**YOUR INSTRUCTIONS**
Which lines in the records below include the word "white"? Report each of them in full.

**Stored items**
============
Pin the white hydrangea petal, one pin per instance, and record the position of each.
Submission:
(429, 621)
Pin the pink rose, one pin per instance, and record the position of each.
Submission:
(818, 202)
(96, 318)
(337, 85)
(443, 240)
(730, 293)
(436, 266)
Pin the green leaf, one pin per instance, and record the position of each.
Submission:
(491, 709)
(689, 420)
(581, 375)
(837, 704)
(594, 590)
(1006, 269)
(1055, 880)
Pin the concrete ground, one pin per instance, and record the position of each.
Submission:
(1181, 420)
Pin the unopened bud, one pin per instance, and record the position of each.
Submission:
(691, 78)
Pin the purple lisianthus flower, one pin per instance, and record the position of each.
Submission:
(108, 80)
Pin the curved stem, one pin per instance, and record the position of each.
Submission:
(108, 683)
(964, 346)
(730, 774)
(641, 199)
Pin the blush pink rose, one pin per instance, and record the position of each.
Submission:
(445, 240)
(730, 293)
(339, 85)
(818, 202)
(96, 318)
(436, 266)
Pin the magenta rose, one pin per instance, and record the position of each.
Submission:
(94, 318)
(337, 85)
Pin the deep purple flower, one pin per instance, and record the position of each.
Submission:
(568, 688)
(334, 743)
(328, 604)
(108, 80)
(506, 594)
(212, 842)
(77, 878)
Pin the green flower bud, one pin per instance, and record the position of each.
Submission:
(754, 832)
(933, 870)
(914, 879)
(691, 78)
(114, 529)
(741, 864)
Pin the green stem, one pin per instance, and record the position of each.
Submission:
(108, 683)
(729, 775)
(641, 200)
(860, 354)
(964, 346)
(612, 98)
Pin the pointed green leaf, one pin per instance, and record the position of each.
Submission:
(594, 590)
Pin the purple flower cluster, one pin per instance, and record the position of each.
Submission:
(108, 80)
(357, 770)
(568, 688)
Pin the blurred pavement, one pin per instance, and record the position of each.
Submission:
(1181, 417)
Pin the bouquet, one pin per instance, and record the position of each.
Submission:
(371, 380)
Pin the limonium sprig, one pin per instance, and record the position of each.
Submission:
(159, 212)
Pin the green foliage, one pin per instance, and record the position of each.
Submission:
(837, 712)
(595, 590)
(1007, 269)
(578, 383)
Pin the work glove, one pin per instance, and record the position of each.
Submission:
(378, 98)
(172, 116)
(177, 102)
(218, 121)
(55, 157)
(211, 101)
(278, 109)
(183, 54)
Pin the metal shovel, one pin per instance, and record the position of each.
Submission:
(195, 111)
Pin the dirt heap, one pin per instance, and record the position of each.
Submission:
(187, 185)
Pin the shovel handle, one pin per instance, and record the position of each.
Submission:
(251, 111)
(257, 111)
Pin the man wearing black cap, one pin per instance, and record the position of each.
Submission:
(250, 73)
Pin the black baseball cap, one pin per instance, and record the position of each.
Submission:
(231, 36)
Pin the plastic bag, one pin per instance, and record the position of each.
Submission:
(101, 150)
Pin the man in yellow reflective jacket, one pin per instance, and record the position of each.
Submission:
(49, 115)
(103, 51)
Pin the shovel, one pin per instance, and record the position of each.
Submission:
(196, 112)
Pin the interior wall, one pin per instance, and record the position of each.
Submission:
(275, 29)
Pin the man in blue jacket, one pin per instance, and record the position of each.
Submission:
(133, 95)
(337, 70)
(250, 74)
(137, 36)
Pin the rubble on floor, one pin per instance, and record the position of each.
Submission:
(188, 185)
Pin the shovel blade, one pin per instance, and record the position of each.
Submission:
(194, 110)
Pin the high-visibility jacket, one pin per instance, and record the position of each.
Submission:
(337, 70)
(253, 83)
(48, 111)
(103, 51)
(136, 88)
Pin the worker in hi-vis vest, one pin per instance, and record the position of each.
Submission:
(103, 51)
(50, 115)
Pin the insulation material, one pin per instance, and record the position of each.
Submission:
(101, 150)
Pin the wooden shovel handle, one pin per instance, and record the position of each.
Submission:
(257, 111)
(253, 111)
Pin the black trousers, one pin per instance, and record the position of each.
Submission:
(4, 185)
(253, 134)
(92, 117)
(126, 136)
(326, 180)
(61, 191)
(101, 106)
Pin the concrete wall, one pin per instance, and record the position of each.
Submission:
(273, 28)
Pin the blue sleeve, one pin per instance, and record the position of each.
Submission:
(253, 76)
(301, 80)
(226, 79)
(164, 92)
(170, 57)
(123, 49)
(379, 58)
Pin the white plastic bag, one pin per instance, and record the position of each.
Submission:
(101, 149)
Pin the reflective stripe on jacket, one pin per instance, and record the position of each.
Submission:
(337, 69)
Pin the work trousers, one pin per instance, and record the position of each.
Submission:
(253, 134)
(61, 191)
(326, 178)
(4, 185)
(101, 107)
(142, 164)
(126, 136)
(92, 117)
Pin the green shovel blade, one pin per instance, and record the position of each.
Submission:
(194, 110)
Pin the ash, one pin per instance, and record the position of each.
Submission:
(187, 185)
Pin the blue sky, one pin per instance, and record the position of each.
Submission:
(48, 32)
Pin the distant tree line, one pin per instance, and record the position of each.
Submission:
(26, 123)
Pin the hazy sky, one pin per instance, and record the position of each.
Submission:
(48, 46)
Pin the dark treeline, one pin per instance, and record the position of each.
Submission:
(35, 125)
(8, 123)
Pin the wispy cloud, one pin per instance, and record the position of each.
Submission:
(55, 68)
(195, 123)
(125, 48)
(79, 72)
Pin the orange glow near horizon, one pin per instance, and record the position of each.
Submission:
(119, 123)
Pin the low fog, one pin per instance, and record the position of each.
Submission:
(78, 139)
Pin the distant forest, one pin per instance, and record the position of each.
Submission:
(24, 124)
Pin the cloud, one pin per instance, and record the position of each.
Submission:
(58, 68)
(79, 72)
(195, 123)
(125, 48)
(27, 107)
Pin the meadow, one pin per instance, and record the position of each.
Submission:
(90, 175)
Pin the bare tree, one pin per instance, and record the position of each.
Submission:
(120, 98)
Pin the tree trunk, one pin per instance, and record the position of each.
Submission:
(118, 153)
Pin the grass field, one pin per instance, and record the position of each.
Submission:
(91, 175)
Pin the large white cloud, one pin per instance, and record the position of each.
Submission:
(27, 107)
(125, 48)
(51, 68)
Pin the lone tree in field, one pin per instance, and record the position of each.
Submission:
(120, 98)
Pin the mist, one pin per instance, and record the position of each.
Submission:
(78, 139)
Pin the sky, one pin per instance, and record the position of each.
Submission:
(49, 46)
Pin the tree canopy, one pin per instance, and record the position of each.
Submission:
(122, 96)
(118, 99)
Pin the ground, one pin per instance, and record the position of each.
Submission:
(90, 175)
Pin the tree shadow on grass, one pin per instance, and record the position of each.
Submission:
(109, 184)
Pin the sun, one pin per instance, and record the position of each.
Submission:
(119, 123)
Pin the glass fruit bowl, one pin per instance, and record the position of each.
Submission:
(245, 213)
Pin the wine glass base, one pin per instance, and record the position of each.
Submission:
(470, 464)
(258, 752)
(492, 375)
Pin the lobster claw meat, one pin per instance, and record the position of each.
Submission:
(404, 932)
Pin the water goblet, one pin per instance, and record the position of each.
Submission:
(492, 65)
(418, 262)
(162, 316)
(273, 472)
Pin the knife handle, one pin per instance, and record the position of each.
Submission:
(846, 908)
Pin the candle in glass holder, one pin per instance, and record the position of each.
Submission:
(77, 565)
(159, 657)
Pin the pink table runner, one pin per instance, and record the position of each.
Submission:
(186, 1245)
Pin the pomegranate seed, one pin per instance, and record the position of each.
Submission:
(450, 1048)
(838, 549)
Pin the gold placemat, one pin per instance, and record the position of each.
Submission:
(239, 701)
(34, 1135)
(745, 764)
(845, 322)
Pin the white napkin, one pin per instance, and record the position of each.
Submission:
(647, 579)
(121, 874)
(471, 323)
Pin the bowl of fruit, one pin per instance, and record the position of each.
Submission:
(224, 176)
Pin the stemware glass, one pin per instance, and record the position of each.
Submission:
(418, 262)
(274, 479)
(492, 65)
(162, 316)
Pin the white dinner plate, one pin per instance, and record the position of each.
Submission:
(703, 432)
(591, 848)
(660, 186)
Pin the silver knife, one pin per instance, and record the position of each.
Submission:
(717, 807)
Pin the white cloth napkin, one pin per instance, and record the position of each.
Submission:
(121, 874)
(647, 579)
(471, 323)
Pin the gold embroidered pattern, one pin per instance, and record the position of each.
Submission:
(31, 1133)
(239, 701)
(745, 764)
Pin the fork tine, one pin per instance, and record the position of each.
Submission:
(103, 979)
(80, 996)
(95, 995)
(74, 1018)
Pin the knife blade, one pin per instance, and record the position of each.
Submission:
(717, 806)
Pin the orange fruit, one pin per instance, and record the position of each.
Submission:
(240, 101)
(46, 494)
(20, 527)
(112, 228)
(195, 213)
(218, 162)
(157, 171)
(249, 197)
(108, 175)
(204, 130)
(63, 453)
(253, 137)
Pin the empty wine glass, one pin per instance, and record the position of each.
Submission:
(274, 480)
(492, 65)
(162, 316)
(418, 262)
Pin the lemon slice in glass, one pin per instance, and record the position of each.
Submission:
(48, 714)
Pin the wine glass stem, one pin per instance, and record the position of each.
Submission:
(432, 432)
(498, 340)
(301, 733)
============
**RESPONSE AREA**
Pin the white hydrangea petal, one pin per instance, and record the position of each.
Pin the white plastic bag, one pin per instance, and record the position of each.
Pin the large white cloud, one pin per instance, and record the position of each.
Pin the white napkin, one pin per instance, and record the position of each.
Pin the white dinner plate, one pin per instance, and record the position of each.
Pin the white cloth napkin, one pin per instance, and record the position of each.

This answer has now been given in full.